=== Written task a ===
Duplicate the part of the Mark Grusane interview between "PP: You have" and "person buying it.", inclusive.

=== Passage ===
Mark Grusane: A Life Worth Digging
From running the Mr Peabody Records store with Mike Cole out of hometown Chicago, to DJing around the globe, vinyl collector MARK GRUSANE is recognised for his deep digging credentials as well as a wake of releases that are both elusive and readily available. Having previously impressed with two collections for London’s BBE label – ‘The Real Sound of Chicago’ and ‘The Real Sound of Chicago and Beyond’ – Grusane returns this month with his most personal set to date: a terrific collection called ‘The Real Sound of Mark Grusane’. Included on it are a slew of his edits, some dating back to the days when teenage school breaks spent making tracks in abandoned classrooms weren’t such distant memories. Alongside these are a number of private pressings he has collected whilst excavating dusty warehouses. Below he talks to Jumping The Gap’s PARIS POMPOR about the latest release and some of the stories behind the tracks on it, as well as sharing his views on reissues and a whole lot more. Read the full interview below and/or listen to excerpts from it in a special JTG mix-up of tunes from the new compilation and beyond.
PP: You have a reputation for being a serious digger and collector. What’s the most you’ve paid for a piece of vinyl?
MG: The most I’ve paid for a record was $550 [for a 45]. To me that was expensive. You’re talking to a guy who’s used to getting records fairly cheap. If I do spend some money – presuming I do my homework… I know my chances are pretty much slim (or none) that I’ll see it again. I’ve always said if something’s worth it to you, then it’s worth what you spent. It’s subjective to the person buying it.

=== Data provided ===
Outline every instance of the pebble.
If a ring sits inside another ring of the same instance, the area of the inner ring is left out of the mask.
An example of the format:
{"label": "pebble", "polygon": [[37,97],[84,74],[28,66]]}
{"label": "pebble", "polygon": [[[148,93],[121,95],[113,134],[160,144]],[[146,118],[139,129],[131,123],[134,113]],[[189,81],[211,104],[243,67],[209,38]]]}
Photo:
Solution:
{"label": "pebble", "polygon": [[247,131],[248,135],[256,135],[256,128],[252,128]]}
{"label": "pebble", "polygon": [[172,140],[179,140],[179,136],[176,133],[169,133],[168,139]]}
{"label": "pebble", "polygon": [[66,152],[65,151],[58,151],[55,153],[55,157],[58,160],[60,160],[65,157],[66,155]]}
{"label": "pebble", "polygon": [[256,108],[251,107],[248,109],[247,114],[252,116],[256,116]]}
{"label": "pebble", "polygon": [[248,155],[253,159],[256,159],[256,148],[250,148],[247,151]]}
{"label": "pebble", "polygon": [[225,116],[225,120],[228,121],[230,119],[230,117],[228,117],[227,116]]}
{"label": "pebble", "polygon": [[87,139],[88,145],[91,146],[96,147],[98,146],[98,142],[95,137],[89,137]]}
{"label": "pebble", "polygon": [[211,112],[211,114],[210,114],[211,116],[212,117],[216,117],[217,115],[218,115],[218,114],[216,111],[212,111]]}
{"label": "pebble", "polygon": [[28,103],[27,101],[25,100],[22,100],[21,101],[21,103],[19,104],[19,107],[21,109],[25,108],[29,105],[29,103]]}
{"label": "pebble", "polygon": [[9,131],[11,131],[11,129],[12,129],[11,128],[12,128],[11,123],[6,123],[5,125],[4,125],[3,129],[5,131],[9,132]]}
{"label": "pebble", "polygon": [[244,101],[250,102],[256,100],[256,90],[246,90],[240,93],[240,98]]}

=== Written task b ===
Format every line of the entries above as a Markdown table with the columns Row and Line, numbering the rows and leaving out blank lines.

=== Solution a ===
PP: You have a reputation for being a serious digger and collector. What’s the most you’ve paid for a piece of vinyl?
MG: The most I’ve paid for a record was $550 [for a 45]. To me that was expensive. You’re talking to a guy who’s used to getting records fairly cheap. If I do spend some money – presuming I do my homework… I know my chances are pretty much slim (or none) that I’ll see it again. I’ve always said if something’s worth it to you, then it’s worth what you spent. It’s subjective to the person buying it.

=== Solution b ===
| Row | Line |
|---|---|
| 1 | Outline every instance of the pebble. |
| 2 | If a ring sits inside another ring of the same instance, the area of the inner ring is left out of the mask. |
| 3 | An example of the format: |
| 4 | {"label": "pebble", "polygon": [[37,97],[84,74],[28,66]]} |
| 5 | {"label": "pebble", "polygon": [[[148,93],[121,95],[113,134],[160,144]],[[146,118],[139,129],[131,123],[134,113]],[[189,81],[211,104],[243,67],[209,38]]]} |
| 6 | Photo: |
| 7 | Solution: |
| 8 | {"label": "pebble", "polygon": [[247,131],[248,135],[256,135],[256,128],[252,128]]} |
| 9 | {"label": "pebble", "polygon": [[172,140],[179,140],[179,136],[176,133],[169,133],[168,139]]} |
| 10 | {"label": "pebble", "polygon": [[66,152],[65,151],[58,151],[55,153],[55,157],[58,160],[60,160],[65,157],[66,155]]} |
| 11 | {"label": "pebble", "polygon": [[256,108],[251,107],[248,109],[247,114],[252,116],[256,116]]} |
| 12 | {"label": "pebble", "polygon": [[248,155],[253,159],[256,159],[256,148],[250,148],[247,151]]} |
| 13 | {"label": "pebble", "polygon": [[225,116],[225,120],[228,121],[230,119],[230,117],[228,117],[227,116]]} |
| 14 | {"label": "pebble", "polygon": [[87,139],[88,145],[91,146],[96,147],[98,146],[98,142],[95,137],[89,137]]} |
| 15 | {"label": "pebble", "polygon": [[211,112],[211,114],[210,114],[211,116],[212,117],[216,117],[217,115],[218,115],[218,114],[216,111],[212,111]]} |
| 16 | {"label": "pebble", "polygon": [[28,103],[27,101],[25,100],[22,100],[21,101],[21,103],[19,104],[19,107],[21,109],[25,108],[29,105],[29,103]]} |
| 17 | {"label": "pebble", "polygon": [[9,131],[11,131],[11,129],[12,129],[11,128],[12,128],[11,123],[6,123],[5,125],[4,125],[3,129],[5,131],[9,132]]} |
| 18 | {"label": "pebble", "polygon": [[244,101],[250,102],[256,100],[256,90],[246,90],[240,93],[240,98]]} |